» EXERCISE TASK A: According to the TokenScheme documentation, why does ANTLR represent a token's type as an integer rather than as a Ruby symbol?
Start PASSAGE GIVEN
Class: ANTLR3::TokenScheme
- Inherits:
-
Module
- Object
- Module
- ANTLR3::TokenScheme
- Includes:
- TokenFactory
- Defined in:
- lib/antlr3/token.rb
Overview
TokenSchemes exist to handle the problem of defining token types as integer values while maintaining meaningful text names for the types. They are dynamically defined modules that map integer values to constants with token-type names.
Fundamentally, tokens exist to take a chunk of text and identify it as belonging to some category, like "VARIABLE" or "INTEGER". In code, the category is represented by an integer -- some arbitrary value that ANTLR will decide to use as it is creating the recognizer. The purpose of using an integer (instead of say, a ruby symbol) is that ANTLR's decision logic often needs to test whether a token's type falls within a range, which is not possible with symbols.
The downside of token types being represented as integers is that a developer needs to be able to reference the unknown type value by name in action code. Furthermore, code that references the type by name and tokens that can be inspected with names in place of type values are more meaningful to a developer.
Since ANTLR requires token type names to follow capital-letter naming conventions, defining types as named constants of the recognizer class resolves the problem of referencing type values by name. Thus, a token type like "VARIABLE'' can be represented by a number like 5 and referenced within code by VARIABLE. However, when a recognizer creates tokens, the name of the token's type cannot be seen without using the data defined in the recognizer.
Of course, tokens could be defined with a name attribute that could be specified when tokens are created. However, doing so would make tokens take up more space than necessary, as well as making it difficult to change the type of a token while maintaining a correct name value.
TokenSchemes exist as a technique to manage token type referencing and name extraction. They:
-
keep token type references clear and understandable in recognizer code
-
permit access to a token's type-name independently of recognizer objects
-
allow multiple classes to share the same token information
Building Token Schemes
TokenScheme is a subclass of Module. Thus, it has the method TokenScheme.new(tk_class = nil) { ... module-level code ...}, which will evaluate the block in the context of the scheme (module), similarly to Module#module_eval. Before evaluating the block, .new will setup the module with the following actions:
-
define a customized token class (more on that below)
End PASSAGE GIVEN
» EXERCISE TASK B: In the records, swap every "boat" for "vessel" in the part that opens with the line containing "indicate the white boat" and closes with the line containing "column 539, row 185", leaving all else unchanged. Give only those lines.
Start DATA LINES
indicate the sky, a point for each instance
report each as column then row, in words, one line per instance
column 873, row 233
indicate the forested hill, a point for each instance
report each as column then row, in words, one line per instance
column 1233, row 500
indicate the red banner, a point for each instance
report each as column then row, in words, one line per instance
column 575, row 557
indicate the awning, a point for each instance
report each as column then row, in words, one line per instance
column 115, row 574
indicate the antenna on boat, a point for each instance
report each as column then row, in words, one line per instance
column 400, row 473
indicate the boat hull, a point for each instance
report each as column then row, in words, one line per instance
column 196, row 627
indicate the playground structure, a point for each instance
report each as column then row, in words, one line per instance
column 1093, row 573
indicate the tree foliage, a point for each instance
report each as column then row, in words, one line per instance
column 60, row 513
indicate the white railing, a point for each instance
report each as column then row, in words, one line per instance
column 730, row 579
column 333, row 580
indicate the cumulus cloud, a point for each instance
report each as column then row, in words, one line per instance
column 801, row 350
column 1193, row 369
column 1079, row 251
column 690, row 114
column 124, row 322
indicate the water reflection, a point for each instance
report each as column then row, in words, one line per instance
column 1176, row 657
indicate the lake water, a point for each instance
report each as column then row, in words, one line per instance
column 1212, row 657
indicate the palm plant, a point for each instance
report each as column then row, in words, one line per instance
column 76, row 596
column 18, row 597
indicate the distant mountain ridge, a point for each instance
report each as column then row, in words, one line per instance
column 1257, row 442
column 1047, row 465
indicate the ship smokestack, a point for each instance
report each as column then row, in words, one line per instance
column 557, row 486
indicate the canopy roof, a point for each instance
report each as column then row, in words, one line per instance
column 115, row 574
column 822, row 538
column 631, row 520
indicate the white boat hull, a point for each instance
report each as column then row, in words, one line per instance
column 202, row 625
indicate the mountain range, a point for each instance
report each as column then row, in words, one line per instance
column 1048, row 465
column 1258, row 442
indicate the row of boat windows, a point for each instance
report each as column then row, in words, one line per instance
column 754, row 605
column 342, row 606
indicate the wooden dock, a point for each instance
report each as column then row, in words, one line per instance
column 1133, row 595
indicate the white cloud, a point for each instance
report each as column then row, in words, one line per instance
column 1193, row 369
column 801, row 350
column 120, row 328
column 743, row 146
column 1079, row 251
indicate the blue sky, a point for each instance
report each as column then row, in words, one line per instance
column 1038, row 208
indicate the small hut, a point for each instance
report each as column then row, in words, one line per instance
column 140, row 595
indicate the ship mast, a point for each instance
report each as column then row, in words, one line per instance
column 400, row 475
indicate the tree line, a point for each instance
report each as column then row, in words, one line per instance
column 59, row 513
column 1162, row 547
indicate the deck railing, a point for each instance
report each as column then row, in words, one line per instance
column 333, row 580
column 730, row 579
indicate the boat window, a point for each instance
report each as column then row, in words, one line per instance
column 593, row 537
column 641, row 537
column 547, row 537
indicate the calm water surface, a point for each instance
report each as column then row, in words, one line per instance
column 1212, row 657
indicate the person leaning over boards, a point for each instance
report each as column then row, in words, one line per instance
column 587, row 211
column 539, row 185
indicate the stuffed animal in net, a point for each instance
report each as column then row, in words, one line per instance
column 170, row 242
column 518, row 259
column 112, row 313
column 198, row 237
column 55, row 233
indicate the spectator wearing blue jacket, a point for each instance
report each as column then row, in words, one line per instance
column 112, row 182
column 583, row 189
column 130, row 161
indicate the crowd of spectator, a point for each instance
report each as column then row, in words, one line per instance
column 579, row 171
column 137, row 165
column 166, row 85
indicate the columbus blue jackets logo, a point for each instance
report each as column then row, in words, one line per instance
End DATA LINES
» EXERCISE ANSWER A: ANTLR's decision logic often needs to test whether a token's type falls within a range. Symbols do not allow such a test, but integers do.

» EXERCISE ANSWER B:
indicate the white vessel hull, a point for each instance
report each as column then row, in words, one line per instance
column 202, row 625
indicate the mountain range, a point for each instance
report each as column then row, in words, one line per instance
column 1048, row 465
column 1258, row 442
indicate the row of vessel windows, a point for each instance
report each as column then row, in words, one line per instance
column 754, row 605
column 342, row 606
indicate the wooden dock, a point for each instance
report each as column then row, in words, one line per instance
column 1133, row 595
indicate the white cloud, a point for each instance
report each as column then row, in words, one line per instance
column 1193, row 369
column 801, row 350
column 120, row 328
column 743, row 146
column 1079, row 251
indicate the blue sky, a point for each instance
report each as column then row, in words, one line per instance
column 1038, row 208
indicate the small hut, a point for each instance
report each as column then row, in words, one line per instance
column 140, row 595
indicate the ship mast, a point for each instance
report each as column then row, in words, one line per instance
column 400, row 475
indicate the tree line, a point for each instance
report each as column then row, in words, one line per instance
column 59, row 513
column 1162, row 547
indicate the deck railing, a point for each instance
report each as column then row, in words, one line per instance
column 333, row 580
column 730, row 579
indicate the vessel window, a point for each instance
report each as column then row, in words, one line per instance
column 593, row 537
column 641, row 537
column 547, row 537
indicate the calm water surface, a point for each instance
report each as column then row, in words, one line per instance
column 1212, row 657
indicate the person leaning over boards, a point for each instance
report each as column then row, in words, one line per instance
column 587, row 211
column 539, row 185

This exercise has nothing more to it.